-------- Text shown
I'm Mr. Future Pop Culture Reference

George: Who are you?
Marty: [wearing radiation suit] Silence, Earthling! My name is Darth Vader. I am an extraterrestrial from the planet Vulcan. [makes Vulcan salute]

After traveling back in time, it's accepted protocol that, instead of giving out your real name, you should use an alias that refers to a future aspect of popular culture. It's just how these things are done. If you really went back in time, this probably wouldn't be the brightest thing. After all, what happens if someone remembers that name or writes it down somewhere? In Movie Land, however, this is justified by the Rule of Funny.

When there's no Time Travel involved, and using such a name would be a lot more risky, it's Character Name Alias.


Examples:

Comics
  • This becomes an important plot point in the Vertigo comic Brave Old World. After the characters realize they're not the only people transported back to the year 1900, they round up the dozens of other refugees by announcing a talk to be given by Mr. John Lennon and Mr. Mick Jagger.

Film
  • The Back to the Future trilogy:
  • Inverted and subverted by Time After Time, where H.G. Wells comes to the present [1979] and assumes the name "Sherlock Holmes", mistakenly thinking that the fictional character would be forgotten in the future. Plus, due to not many people knowing what "H.G." stands for, he's nicely able to fit in just by using his real name, Herbert Wells.
  • Austin Powers:
  • From Shanghai Noon, when Jackie Chan and Owen Wilson introduce themselves:
    Chon Wang: My name is Chon Wang.
    Roy O'Bannon: John Wayne?
    Chon Wang: Chon Wang.
    Roy O'Bannon: That's a terrible cowboy name!
    Chon Wang: Why?
    Roy O'Bannon: No, come on. That's not gonna work. That's horrible; that's so bad!
    • Inverted at the end, when Roy reveals that he doesn't use his actual name because he thinks it's embarrassing: Wyatt Earp. Wang reacts pretty much the same way.
    • Also used in the sequel Shanghai Knights when Roy uses the alias Sherlock Holmes, inspiring Sir Arthur Conan Doyle.
  • In Black Knight, Jamal Walker introduces himself to the medieval people as Jamal Skywalker.

Literature
  • More like I'm Mr Literary Reference: In Simon Hawke's The Timekeeper Conspiracy Lucas gives his names to The Three Musketeers as "Alexander Dumas". After the action is over, the Temporal Corps erase him from their memories, as it wouldn't be good to have the author of their story finding his name in their accounts of it.
  • Merges with Beethoven Was an Alien Spy in the Star Trek: Deep Space Nine novel trilogy "Millennium". Near the end of the second book, Vash and alternate future versions of Nog and Picard go back in time to ancient Bajor to become the seers "Eilin", "Shabren", and "Naradim", who are famous in the future because of their predictions of recent events.
  • Terry Pratchett uses this in Johnny and the Bomb. Kids from The Nineties introduce one of their group to a World War II-era shopkeeper as "Prince Sega. All the way from Nintendo."
    • Granted, Nintendo existed at the time... As a card company. And Standard Games (later SErvice GAmes) existed too. Not that they were well known, or did business in the UK at all.
  • In the Tim Powers novel The Anubis Gates, a character adopts the alias "Humphrey Bogart" in early-19th-century London. A variation in that the character is not himself a time traveller, but picked up the name from another character who is.
----------------
-------- Data records
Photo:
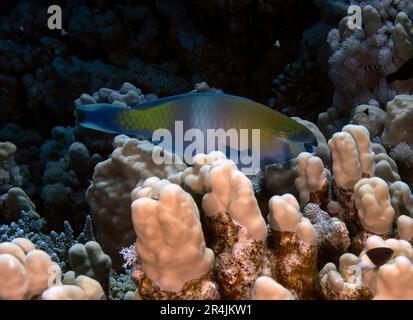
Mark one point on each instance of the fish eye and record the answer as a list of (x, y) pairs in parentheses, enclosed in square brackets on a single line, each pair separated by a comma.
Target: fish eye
[(282, 134), (308, 147), (80, 115)]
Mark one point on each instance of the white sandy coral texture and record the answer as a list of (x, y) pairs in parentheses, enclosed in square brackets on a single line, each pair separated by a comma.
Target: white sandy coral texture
[(399, 119), (170, 242), (231, 191), (266, 288), (312, 176), (373, 204), (353, 158), (113, 180), (25, 272)]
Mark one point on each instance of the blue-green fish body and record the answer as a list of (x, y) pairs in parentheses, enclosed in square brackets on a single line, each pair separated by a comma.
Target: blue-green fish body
[(281, 138)]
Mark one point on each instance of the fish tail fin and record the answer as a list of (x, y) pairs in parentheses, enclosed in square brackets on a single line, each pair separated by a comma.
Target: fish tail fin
[(391, 78)]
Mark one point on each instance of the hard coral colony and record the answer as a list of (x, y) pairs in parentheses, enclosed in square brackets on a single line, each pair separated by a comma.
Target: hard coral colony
[(328, 216)]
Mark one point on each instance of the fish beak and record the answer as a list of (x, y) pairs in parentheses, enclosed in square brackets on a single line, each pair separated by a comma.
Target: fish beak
[(309, 147), (80, 115)]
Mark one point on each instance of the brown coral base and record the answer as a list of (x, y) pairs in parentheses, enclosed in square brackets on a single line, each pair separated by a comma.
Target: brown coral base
[(294, 265), (197, 289)]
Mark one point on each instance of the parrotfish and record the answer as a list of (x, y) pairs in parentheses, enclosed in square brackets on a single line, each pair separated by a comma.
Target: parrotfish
[(281, 138), (405, 72)]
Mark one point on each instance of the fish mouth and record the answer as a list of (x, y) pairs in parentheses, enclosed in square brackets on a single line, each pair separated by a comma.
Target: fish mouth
[(80, 115), (310, 147)]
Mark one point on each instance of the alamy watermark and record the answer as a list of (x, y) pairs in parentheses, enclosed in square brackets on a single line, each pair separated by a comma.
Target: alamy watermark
[(241, 146)]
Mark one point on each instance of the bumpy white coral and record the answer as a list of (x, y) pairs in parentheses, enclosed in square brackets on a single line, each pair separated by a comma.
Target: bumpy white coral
[(80, 288), (344, 283), (322, 147), (352, 156), (395, 280), (195, 176), (386, 168), (113, 180), (231, 191), (293, 258), (405, 228), (285, 216), (266, 288), (399, 121), (401, 198), (312, 176), (284, 213), (372, 117), (25, 272), (373, 204), (361, 59), (170, 242), (369, 272)]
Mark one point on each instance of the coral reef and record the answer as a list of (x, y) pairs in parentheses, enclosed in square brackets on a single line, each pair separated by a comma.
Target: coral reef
[(361, 59), (160, 273), (294, 257), (113, 181), (334, 223)]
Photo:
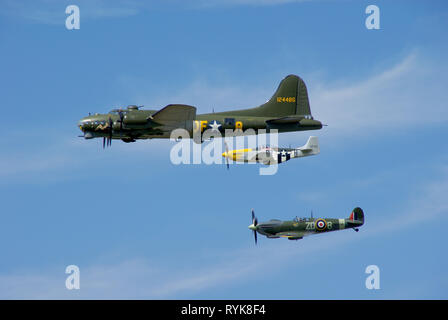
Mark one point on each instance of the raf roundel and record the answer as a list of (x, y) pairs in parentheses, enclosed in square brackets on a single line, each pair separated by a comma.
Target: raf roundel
[(321, 224)]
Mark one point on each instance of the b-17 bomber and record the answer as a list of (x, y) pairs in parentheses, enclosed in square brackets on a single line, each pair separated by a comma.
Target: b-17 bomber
[(288, 110), (273, 155), (300, 227)]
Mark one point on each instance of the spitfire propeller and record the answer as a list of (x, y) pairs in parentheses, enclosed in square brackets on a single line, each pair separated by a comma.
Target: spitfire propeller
[(253, 226)]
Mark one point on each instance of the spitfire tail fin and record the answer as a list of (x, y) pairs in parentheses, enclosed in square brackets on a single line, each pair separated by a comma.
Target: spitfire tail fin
[(357, 215)]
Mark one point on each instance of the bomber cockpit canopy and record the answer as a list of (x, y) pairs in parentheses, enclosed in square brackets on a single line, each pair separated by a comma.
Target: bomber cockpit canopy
[(128, 108), (303, 219)]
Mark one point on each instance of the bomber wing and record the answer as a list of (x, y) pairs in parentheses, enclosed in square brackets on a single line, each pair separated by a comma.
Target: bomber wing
[(173, 114)]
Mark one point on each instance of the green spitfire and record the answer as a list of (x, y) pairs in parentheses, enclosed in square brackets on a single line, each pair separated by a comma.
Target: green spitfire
[(288, 110), (300, 227)]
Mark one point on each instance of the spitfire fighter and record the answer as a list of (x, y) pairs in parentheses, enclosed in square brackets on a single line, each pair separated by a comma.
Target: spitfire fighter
[(288, 110), (272, 155), (301, 227)]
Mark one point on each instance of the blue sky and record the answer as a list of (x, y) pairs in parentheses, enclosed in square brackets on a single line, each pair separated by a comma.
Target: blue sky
[(140, 227)]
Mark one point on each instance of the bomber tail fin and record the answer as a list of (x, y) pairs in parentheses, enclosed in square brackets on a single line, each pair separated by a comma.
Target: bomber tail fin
[(290, 98), (357, 215)]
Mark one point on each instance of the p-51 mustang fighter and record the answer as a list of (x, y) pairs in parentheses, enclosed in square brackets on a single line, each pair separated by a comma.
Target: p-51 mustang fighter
[(269, 156), (299, 228), (288, 110)]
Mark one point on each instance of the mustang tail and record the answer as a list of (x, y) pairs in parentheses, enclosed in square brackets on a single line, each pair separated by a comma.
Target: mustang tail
[(357, 216)]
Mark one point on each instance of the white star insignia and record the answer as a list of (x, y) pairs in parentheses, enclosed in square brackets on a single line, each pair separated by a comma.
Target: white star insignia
[(215, 126)]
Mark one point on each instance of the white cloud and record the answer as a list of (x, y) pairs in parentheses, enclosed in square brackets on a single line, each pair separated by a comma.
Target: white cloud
[(409, 94)]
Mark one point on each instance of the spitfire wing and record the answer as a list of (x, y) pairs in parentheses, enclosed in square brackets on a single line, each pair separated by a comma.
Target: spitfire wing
[(291, 235)]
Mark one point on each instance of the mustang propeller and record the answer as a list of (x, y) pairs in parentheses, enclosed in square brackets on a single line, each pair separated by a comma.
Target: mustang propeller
[(253, 226)]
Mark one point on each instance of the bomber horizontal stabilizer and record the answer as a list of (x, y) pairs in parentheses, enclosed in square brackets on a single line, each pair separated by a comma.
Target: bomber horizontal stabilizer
[(284, 120)]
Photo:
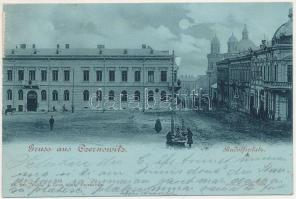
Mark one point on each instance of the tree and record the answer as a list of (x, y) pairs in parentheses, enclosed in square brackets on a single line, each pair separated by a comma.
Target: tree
[(158, 126)]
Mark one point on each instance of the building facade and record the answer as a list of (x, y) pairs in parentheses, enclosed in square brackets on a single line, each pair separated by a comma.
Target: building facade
[(80, 79), (235, 48), (260, 81)]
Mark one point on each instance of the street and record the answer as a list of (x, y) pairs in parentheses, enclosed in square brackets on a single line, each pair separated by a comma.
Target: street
[(122, 127)]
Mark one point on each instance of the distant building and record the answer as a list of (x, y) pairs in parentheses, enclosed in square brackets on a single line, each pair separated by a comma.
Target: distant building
[(235, 48), (189, 83), (65, 78), (260, 81)]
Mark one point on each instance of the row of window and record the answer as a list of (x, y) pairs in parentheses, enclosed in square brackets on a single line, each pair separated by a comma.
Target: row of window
[(111, 96), (99, 75)]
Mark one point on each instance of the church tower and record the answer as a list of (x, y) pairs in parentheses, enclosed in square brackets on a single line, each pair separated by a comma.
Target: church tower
[(232, 44), (215, 45), (213, 57), (245, 33)]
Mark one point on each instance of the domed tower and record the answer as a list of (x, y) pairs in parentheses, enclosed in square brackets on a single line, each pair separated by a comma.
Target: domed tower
[(215, 45), (284, 34), (232, 44), (213, 57), (245, 43), (245, 33)]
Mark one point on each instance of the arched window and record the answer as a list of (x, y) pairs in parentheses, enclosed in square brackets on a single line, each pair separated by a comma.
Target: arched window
[(43, 95), (55, 95), (137, 96), (99, 95), (150, 96), (123, 96), (66, 95), (111, 95), (21, 95), (163, 96), (85, 95), (9, 94)]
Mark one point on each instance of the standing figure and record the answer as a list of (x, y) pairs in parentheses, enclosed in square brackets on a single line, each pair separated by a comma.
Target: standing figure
[(51, 122), (189, 137), (169, 137)]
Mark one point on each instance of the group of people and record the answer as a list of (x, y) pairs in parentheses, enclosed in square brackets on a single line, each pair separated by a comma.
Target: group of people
[(180, 136)]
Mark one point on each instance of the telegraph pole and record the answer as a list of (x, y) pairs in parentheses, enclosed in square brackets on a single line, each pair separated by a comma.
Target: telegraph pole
[(173, 95)]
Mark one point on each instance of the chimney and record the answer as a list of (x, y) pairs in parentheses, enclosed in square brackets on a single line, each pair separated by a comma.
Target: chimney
[(23, 46)]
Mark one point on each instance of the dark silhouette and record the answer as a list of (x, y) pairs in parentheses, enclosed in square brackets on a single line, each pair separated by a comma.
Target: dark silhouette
[(169, 137), (158, 126), (189, 137), (51, 122)]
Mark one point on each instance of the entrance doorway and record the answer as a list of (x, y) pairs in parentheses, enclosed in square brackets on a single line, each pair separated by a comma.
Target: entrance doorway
[(32, 101)]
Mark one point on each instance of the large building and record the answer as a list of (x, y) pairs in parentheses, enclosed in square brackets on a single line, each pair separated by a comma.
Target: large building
[(260, 81), (234, 47), (69, 78)]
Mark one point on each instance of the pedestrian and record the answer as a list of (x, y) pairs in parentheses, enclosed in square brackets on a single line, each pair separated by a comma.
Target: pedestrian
[(169, 137), (189, 137), (51, 122)]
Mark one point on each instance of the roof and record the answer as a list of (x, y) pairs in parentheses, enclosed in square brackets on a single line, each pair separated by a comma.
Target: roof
[(84, 52), (283, 35)]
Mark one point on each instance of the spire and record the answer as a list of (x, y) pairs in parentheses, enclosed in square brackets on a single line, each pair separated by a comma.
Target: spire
[(290, 14), (245, 33), (215, 45)]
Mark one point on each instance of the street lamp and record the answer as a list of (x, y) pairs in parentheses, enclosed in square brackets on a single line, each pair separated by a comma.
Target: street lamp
[(177, 61)]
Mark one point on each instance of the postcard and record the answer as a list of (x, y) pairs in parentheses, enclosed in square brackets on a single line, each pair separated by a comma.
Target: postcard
[(147, 99)]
----------------
**Stated problem:** Determine whether each statement agrees with the article on time-travel aliases, answering yes or no and quoting the deciding words: (a) In Black Knight, Jamal Walker gives his name to the medieval people as Jamal Skywalker. (b) The character in The Anubis Gates who adopts the alias "Humphrey Bogart" is himself a time traveller. (c) In Shanghai Knights, Roy uses the alias Sherlock Holmes.

**The completed task:**
(a) Yes: "Jamal Walker introduces himself to the medieval people as Jamal Skywalker."
(b) No: "the character is not himself a time traveller, but picked up the name from another character who is."
(c) Yes: "Also used in the sequel Shanghai Knights when Roy uses the alias Sherlock Holmes"